- Requirements
Report every line of the items below that contains the string "jersey". Case counts.

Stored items
=-=-=-=-=

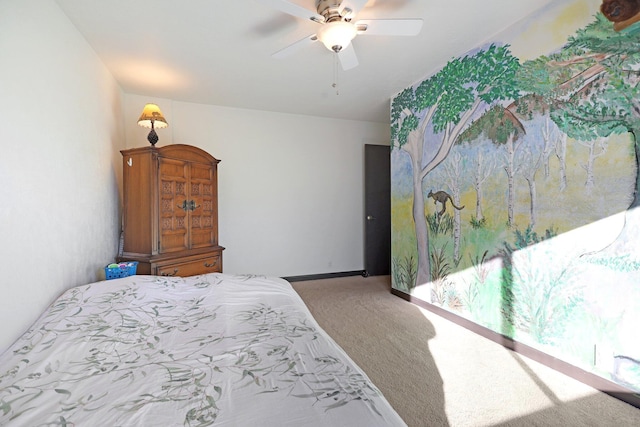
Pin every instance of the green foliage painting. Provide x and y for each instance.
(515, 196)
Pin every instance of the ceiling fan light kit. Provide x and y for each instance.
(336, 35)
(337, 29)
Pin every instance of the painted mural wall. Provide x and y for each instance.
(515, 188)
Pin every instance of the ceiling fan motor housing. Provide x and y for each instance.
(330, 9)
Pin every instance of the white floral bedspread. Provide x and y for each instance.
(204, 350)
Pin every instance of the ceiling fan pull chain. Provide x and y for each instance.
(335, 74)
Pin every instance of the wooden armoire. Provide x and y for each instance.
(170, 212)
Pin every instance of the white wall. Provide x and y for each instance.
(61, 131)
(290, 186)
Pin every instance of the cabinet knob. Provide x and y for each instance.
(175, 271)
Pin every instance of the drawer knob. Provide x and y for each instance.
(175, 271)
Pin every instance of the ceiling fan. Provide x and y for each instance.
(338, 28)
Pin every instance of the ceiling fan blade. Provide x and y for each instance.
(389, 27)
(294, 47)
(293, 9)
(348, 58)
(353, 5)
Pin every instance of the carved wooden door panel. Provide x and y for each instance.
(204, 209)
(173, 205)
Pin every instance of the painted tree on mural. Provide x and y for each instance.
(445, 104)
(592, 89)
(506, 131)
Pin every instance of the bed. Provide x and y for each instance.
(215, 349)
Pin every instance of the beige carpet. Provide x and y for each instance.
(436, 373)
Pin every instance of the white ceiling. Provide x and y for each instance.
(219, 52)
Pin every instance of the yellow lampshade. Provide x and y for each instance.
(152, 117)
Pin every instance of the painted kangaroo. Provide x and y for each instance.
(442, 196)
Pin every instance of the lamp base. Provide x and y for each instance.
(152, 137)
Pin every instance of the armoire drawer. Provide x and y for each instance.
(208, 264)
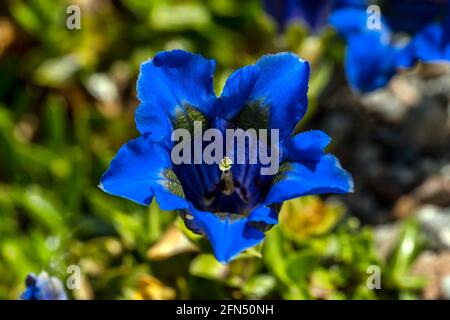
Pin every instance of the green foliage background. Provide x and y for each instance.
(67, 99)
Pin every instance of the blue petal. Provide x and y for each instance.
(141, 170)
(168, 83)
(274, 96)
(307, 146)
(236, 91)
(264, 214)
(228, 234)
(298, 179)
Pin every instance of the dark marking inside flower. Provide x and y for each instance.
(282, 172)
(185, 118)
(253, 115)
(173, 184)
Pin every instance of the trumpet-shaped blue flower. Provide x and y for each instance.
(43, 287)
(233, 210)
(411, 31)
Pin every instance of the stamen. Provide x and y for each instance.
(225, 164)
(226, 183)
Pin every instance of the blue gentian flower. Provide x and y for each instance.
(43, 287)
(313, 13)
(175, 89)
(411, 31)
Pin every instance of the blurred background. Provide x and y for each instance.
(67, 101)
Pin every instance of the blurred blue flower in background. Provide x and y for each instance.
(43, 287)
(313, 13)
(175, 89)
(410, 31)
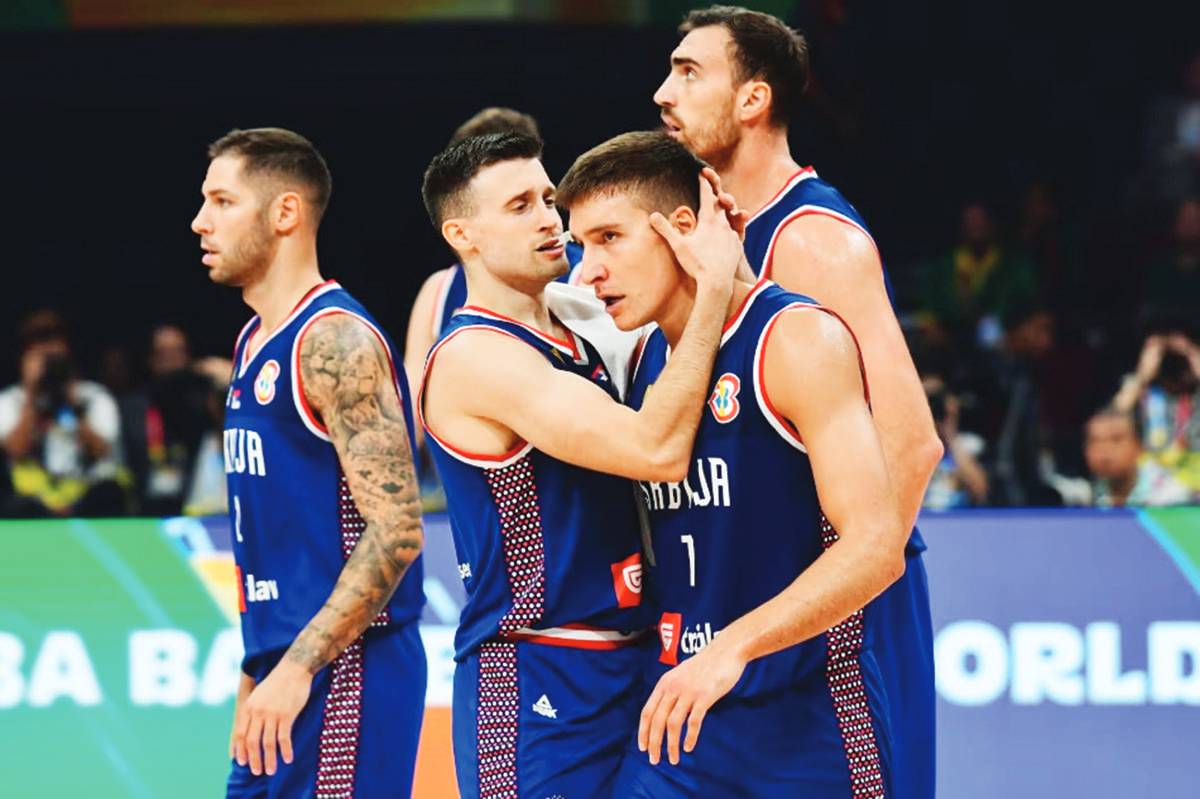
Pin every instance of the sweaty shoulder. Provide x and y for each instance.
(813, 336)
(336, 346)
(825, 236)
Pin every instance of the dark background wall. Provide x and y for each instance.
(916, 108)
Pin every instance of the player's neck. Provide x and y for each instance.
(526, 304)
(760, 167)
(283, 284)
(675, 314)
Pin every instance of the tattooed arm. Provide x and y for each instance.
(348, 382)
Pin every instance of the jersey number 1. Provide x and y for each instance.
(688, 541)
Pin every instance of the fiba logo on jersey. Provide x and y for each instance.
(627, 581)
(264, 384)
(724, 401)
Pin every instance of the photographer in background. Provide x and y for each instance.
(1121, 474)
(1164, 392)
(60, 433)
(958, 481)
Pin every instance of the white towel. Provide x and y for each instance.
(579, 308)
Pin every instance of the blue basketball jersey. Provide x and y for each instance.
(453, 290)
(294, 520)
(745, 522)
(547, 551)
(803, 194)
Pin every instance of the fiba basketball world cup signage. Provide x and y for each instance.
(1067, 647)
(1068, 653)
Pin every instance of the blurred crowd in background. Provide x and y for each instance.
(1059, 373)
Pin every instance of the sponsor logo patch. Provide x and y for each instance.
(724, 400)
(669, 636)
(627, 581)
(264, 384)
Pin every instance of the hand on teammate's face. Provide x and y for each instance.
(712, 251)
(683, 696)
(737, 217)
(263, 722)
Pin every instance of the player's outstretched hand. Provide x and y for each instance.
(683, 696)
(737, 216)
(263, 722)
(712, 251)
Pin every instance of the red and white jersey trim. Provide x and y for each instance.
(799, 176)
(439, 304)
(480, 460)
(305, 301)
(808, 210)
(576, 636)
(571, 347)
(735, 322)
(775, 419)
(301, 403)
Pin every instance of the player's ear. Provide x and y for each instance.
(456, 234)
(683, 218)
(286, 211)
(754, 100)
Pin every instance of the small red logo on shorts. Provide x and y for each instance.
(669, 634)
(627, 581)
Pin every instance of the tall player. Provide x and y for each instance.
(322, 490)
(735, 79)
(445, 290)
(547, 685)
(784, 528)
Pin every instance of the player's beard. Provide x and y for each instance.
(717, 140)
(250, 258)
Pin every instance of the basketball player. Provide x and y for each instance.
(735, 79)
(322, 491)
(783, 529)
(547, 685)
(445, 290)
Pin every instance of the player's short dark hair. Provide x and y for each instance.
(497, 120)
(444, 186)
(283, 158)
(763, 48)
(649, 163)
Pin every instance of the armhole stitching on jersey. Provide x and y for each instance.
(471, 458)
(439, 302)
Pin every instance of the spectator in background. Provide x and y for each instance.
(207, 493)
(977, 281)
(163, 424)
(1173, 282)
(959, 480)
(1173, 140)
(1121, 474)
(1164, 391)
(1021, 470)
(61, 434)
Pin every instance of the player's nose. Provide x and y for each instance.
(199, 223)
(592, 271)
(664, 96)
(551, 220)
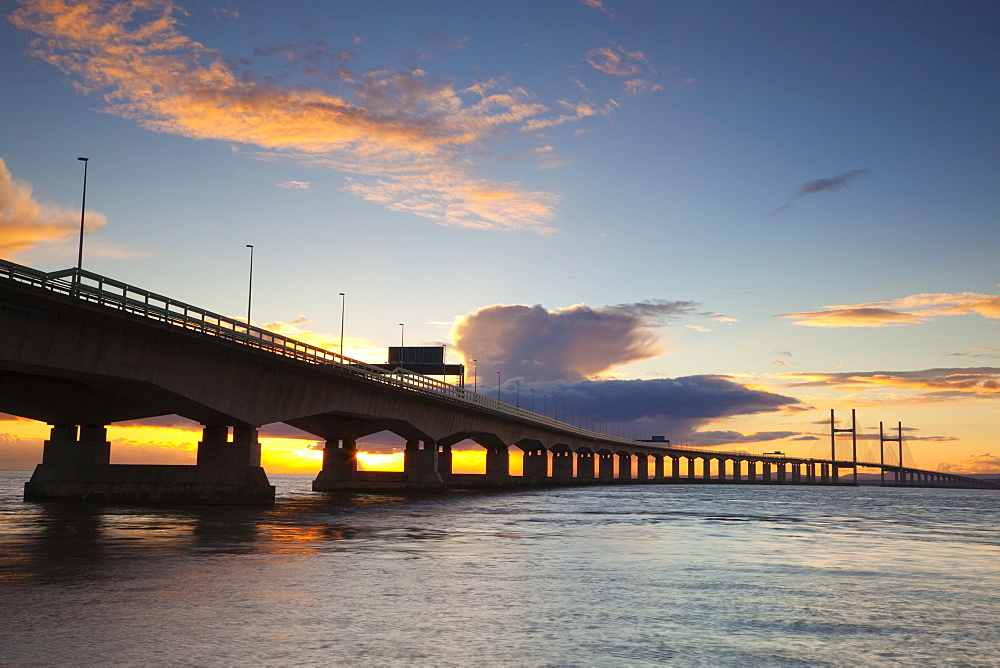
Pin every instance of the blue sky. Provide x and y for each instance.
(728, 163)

=-=-=-=-=

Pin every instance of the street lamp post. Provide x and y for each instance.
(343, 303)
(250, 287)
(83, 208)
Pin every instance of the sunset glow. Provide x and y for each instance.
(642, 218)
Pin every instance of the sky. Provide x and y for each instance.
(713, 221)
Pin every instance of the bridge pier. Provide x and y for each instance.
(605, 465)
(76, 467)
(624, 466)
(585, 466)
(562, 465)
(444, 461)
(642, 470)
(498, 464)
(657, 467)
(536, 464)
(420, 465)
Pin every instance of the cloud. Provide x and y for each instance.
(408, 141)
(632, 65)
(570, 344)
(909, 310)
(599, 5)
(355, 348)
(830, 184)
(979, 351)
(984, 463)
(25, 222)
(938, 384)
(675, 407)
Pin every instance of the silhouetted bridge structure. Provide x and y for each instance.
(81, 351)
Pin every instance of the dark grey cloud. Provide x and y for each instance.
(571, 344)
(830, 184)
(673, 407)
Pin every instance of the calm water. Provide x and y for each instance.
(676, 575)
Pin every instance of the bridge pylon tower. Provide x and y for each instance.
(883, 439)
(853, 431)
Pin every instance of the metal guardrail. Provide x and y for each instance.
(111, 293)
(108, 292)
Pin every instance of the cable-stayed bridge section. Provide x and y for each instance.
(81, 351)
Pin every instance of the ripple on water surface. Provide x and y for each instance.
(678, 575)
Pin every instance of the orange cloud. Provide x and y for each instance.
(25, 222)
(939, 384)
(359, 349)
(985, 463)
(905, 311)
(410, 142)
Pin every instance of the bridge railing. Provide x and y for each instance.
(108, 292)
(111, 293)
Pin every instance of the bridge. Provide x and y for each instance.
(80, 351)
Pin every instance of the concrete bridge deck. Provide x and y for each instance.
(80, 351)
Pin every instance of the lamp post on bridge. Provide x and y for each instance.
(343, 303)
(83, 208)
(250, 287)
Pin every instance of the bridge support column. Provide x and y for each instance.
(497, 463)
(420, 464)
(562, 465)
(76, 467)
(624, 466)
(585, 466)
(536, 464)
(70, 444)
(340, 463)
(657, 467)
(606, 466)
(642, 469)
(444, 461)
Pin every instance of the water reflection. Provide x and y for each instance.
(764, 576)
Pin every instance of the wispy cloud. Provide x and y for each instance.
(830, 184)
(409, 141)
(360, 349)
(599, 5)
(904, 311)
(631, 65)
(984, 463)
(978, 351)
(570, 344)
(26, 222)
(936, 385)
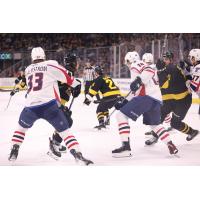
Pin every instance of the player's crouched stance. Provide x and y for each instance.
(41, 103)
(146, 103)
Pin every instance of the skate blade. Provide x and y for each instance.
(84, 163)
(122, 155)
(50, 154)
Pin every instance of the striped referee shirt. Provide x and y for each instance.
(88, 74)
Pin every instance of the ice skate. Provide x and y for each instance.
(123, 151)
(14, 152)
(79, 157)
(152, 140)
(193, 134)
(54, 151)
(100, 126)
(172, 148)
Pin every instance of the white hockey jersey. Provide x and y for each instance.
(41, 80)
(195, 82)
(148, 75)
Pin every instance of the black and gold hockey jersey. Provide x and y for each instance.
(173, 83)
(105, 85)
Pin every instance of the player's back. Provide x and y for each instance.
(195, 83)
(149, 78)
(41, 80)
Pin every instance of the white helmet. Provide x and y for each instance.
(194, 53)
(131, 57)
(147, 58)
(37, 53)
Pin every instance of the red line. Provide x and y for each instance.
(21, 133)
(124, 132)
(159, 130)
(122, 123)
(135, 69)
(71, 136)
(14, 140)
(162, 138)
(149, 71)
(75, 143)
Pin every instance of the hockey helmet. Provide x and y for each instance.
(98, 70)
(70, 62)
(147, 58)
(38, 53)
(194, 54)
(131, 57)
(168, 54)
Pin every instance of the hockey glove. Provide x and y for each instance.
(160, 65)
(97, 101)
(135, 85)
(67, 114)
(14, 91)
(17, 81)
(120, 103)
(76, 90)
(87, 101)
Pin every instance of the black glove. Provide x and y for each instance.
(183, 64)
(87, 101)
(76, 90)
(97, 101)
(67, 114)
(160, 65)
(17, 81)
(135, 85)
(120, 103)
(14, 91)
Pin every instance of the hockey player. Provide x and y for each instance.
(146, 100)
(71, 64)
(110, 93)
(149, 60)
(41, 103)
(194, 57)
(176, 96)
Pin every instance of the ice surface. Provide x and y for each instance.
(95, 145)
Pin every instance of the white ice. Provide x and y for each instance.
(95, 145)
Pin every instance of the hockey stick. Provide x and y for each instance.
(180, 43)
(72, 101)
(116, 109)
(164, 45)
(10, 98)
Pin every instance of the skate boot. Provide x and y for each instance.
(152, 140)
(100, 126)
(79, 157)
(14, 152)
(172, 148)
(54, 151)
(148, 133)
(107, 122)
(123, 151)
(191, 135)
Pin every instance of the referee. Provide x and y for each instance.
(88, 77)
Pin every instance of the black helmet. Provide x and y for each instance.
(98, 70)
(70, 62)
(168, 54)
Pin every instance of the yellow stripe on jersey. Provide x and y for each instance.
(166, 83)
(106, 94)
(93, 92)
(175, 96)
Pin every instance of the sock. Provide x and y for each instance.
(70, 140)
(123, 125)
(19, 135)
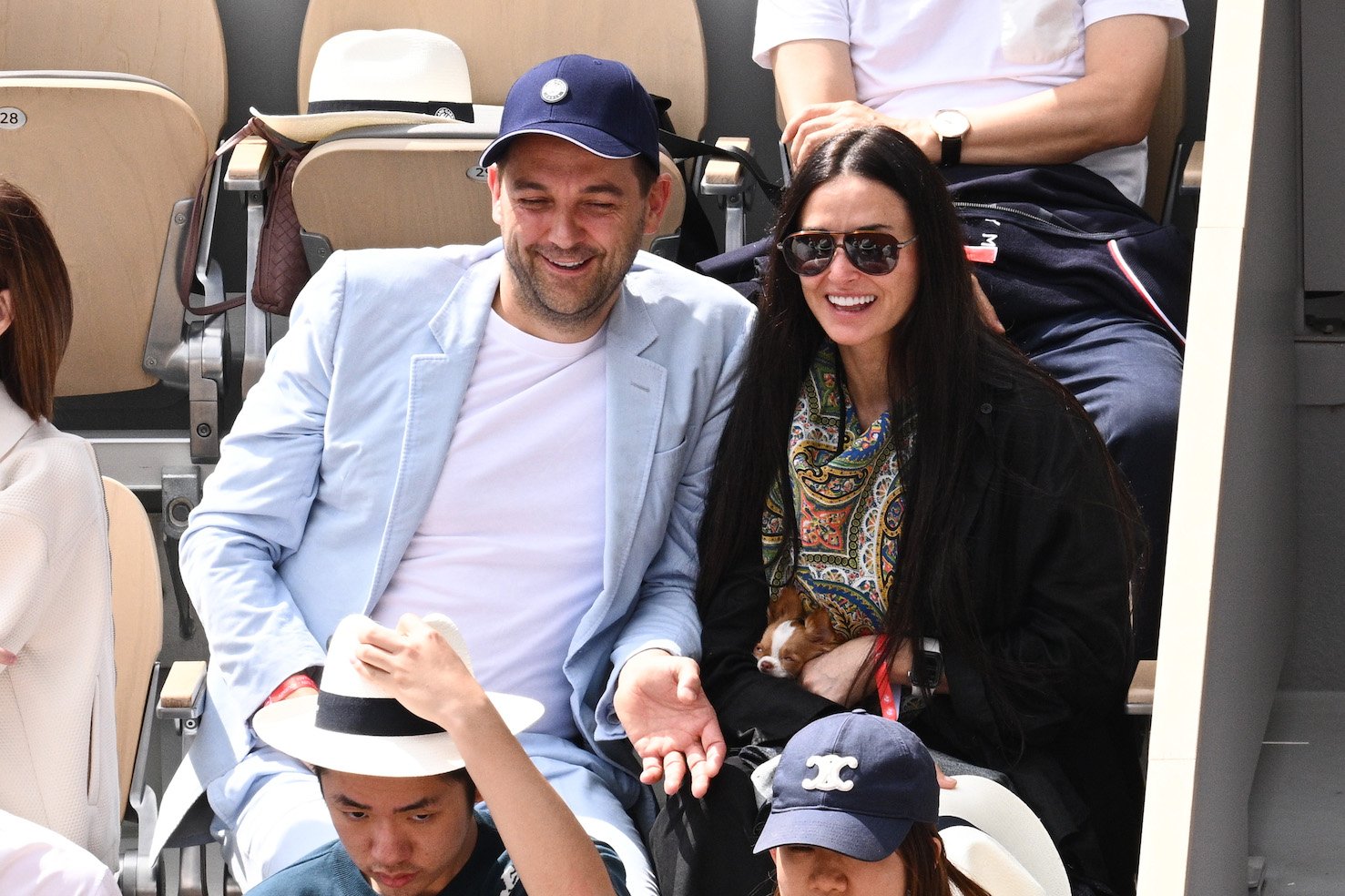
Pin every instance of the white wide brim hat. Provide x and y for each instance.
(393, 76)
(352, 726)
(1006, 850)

=-=-=-=-=

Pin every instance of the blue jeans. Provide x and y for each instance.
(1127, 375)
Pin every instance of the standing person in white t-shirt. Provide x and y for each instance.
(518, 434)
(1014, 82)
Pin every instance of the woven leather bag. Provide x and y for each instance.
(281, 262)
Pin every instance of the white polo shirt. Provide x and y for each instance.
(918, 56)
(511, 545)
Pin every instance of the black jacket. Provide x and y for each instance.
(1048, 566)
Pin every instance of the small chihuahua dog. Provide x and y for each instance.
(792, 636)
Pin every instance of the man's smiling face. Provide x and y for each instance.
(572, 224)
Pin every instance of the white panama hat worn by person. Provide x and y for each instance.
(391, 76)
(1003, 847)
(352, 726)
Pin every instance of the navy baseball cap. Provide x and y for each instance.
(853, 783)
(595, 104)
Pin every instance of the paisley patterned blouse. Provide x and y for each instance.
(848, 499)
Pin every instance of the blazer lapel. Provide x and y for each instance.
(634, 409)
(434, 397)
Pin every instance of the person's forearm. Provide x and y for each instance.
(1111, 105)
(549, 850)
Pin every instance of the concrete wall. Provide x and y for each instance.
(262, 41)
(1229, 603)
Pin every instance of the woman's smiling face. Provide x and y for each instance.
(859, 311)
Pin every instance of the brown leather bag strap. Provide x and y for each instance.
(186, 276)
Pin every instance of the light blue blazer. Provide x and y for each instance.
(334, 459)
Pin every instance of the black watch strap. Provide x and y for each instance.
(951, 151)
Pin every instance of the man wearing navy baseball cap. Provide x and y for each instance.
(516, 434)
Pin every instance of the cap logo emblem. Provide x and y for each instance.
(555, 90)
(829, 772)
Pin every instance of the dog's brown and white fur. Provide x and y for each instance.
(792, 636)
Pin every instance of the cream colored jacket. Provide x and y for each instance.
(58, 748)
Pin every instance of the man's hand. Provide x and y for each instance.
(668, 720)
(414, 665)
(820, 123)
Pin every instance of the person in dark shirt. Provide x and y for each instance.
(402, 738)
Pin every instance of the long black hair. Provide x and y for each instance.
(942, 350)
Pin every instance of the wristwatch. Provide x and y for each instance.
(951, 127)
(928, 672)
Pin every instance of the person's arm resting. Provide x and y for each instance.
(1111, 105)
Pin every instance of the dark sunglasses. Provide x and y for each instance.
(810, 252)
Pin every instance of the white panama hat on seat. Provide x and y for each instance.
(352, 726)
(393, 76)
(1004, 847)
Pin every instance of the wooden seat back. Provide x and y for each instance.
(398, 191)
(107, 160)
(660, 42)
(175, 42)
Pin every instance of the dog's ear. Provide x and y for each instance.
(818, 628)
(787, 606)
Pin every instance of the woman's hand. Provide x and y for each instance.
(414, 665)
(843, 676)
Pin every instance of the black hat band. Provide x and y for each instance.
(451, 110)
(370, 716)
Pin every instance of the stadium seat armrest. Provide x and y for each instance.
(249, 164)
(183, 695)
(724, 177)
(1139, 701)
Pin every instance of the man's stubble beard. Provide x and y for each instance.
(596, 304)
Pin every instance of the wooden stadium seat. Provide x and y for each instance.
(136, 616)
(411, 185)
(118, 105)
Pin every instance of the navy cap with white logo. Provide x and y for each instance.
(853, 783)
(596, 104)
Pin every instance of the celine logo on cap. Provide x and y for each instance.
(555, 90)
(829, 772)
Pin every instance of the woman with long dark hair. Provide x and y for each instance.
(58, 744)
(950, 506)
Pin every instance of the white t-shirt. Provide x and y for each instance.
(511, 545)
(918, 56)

=-=-=-=-=

- Reply
Pin every instance of the jersey number 1. Provide x and y for each instance.
Pin every instance of the fiba logo on jersey. Provide x and y for each instance.
Pin every instance of the blue basketball jersey. Provide x and y for each instance.
Pin every instance of the red and white jersey trim. Provide x and y for each instance.
Pin every instance of the armhole stitching on jersey. Provide x and y for each instance.
Pin every instance of the white hockey jersey. Provide x and y for each instance.
Pin every instance of the black and gold hockey jersey. Provide x and y for each instance.
Pin every instance of the yellow stripe on jersey. Provide x and y for each instance.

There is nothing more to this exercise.